Exercise task – Copy the records character for character, from the very start through the line with "[(273, 337)]", including both the first line and that final one.

== Material supplied ==

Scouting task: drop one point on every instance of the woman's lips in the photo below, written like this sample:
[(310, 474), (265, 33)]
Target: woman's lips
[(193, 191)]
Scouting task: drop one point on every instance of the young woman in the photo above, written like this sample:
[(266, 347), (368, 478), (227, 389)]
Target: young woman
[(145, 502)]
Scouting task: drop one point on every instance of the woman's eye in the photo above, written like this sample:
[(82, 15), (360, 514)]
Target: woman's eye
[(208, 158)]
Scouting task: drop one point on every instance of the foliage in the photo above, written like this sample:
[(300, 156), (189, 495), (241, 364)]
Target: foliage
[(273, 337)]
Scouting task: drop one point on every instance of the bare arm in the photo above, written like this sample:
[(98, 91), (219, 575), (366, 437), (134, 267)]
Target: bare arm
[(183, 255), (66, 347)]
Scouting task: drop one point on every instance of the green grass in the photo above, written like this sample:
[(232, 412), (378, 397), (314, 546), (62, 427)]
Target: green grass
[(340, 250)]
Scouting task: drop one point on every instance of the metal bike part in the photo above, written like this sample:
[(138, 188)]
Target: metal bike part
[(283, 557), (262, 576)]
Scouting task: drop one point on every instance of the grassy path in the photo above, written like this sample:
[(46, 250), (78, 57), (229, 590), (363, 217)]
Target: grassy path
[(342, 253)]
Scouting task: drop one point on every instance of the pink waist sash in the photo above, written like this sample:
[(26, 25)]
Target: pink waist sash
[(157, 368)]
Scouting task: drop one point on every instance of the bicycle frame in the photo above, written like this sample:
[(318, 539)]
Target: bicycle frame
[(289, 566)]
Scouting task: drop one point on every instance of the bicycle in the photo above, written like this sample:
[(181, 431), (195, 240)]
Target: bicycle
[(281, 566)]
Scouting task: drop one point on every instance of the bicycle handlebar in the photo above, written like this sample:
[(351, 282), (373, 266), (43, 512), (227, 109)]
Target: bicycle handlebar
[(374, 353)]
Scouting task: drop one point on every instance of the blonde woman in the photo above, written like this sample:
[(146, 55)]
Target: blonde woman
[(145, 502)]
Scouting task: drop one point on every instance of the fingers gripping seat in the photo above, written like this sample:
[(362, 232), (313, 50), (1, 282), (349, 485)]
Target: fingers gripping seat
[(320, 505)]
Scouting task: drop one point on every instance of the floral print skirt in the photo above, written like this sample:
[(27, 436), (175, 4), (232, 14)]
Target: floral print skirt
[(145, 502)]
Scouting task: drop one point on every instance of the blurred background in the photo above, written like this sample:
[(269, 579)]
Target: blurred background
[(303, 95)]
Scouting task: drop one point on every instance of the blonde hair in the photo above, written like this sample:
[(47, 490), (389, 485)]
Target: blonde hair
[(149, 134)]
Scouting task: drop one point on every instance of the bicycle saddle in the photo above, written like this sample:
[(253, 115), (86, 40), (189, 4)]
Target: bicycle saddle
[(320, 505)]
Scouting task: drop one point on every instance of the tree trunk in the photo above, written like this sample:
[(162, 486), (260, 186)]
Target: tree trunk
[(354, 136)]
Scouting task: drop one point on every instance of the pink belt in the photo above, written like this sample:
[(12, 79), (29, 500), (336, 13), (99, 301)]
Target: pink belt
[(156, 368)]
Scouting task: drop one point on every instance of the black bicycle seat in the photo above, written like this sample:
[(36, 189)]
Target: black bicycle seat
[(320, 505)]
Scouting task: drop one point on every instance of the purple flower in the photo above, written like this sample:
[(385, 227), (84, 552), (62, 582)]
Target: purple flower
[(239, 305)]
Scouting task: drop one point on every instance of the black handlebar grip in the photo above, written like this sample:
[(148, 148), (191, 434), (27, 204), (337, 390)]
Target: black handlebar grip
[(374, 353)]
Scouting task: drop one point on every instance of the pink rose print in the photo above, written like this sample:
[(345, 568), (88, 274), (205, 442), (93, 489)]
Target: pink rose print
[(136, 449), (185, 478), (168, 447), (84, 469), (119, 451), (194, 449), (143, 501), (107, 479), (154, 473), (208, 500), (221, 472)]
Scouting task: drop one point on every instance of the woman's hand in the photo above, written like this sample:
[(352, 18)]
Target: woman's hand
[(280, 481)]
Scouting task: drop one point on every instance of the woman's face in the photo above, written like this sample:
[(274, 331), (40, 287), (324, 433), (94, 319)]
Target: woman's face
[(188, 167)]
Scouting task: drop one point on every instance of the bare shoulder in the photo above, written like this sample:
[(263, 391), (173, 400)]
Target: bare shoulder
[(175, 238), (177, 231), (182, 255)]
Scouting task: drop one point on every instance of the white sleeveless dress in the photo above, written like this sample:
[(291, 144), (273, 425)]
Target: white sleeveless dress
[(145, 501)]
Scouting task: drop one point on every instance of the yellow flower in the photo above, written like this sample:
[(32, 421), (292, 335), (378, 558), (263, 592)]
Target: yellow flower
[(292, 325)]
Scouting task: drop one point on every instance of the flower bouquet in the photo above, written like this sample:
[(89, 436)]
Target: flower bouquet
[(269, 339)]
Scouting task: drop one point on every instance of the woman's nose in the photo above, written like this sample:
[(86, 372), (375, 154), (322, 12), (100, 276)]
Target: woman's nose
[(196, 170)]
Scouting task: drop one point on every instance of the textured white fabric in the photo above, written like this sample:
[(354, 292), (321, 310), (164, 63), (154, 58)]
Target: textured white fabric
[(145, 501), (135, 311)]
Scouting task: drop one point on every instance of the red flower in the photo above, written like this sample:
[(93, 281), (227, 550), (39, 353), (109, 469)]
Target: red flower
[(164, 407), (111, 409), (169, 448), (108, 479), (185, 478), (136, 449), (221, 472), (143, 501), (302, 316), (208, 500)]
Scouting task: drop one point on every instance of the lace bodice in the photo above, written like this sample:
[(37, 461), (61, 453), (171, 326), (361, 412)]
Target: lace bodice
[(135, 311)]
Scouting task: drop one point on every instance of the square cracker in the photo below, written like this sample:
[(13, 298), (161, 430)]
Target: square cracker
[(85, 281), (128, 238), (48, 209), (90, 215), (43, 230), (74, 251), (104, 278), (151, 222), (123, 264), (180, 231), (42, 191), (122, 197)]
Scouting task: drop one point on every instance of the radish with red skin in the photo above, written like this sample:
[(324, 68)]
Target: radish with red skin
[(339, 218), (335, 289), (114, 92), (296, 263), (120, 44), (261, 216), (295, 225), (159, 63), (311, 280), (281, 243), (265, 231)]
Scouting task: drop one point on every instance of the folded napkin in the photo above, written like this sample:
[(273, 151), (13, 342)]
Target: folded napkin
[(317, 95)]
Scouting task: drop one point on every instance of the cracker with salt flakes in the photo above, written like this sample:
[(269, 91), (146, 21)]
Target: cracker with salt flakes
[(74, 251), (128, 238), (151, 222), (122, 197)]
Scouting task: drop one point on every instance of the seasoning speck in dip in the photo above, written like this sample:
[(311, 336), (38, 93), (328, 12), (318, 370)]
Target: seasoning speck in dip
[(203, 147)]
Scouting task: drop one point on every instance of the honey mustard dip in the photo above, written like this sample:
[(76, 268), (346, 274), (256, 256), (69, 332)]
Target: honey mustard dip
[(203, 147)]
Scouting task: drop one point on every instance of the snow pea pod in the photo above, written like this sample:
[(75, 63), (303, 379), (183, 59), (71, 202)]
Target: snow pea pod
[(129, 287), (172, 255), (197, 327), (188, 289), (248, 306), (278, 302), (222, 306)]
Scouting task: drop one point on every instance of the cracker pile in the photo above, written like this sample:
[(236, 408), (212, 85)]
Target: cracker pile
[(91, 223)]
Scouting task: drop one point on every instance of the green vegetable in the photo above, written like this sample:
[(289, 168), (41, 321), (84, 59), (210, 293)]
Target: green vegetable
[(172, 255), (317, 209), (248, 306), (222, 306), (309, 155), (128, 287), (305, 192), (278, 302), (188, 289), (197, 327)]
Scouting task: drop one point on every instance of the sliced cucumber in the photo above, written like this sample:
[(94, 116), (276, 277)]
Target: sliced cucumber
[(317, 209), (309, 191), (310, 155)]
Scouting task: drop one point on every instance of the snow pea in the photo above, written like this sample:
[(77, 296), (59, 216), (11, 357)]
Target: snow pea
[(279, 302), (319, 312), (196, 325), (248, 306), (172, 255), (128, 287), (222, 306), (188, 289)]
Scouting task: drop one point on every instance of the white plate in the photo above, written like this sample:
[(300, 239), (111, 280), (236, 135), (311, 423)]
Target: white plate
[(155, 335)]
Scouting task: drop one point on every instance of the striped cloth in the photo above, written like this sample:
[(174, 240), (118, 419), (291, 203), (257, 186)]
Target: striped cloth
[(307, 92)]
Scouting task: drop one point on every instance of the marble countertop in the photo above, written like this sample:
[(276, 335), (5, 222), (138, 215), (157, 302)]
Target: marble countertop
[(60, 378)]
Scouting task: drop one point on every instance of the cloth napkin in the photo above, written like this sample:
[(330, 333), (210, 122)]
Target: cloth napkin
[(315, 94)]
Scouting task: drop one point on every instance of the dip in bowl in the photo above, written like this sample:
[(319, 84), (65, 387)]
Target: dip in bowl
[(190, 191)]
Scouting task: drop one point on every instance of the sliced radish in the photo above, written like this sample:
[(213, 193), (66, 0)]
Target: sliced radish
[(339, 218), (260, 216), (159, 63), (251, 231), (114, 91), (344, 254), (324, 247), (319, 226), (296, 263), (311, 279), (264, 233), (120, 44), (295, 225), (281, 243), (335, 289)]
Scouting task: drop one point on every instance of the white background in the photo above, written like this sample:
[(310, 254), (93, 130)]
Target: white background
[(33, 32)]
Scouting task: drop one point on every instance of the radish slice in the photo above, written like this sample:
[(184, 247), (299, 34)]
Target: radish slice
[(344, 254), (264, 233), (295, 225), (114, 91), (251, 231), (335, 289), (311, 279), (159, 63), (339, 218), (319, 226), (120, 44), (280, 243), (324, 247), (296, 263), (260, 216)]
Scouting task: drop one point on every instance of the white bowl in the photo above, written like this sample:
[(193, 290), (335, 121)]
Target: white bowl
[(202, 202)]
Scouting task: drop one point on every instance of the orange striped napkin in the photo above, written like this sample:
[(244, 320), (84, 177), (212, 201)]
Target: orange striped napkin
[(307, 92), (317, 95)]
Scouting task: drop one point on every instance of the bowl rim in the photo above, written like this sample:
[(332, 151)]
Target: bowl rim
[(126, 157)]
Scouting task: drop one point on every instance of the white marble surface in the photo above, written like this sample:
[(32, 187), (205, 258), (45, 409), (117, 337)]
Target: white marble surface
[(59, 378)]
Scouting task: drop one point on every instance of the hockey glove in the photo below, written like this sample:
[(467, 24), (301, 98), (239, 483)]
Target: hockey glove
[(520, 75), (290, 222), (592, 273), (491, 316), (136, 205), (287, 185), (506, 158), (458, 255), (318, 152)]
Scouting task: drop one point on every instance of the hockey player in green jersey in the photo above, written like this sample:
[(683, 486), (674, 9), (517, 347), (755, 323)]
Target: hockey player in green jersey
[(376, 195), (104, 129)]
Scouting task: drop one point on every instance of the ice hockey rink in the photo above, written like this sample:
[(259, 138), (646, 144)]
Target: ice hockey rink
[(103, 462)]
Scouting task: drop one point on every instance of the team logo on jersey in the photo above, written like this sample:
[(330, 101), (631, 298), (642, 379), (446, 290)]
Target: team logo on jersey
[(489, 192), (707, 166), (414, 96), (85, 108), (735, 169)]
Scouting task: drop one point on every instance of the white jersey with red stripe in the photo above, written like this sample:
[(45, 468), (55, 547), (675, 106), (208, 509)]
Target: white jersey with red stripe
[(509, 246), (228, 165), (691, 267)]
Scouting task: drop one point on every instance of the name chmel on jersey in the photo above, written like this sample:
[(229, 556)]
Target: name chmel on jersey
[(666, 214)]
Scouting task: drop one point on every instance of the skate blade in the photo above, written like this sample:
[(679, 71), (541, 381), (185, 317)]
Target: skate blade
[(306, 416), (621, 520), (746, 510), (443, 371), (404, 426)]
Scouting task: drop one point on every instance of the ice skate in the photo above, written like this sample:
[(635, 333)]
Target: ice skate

===

Task response –
Scouting task: drop one point on every instance of the woman's lips in the photo below, written like this sample:
[(310, 474), (265, 33)]
Target: woman's lips
[(193, 191)]
Scouting task: drop one point on every instance of the young woman in the photo above, written like this sample:
[(266, 347), (368, 478), (227, 389)]
Target: young woman
[(145, 502)]
Scouting task: drop one point on every instance of the woman's eye in the photo above, written like this sample:
[(82, 15), (360, 514)]
Target: woman's eye
[(208, 158)]
Scouting task: drop one point on every instance of the foliage in the photo above, written like this sample:
[(300, 156), (189, 495), (241, 364)]
Target: foliage
[(273, 337)]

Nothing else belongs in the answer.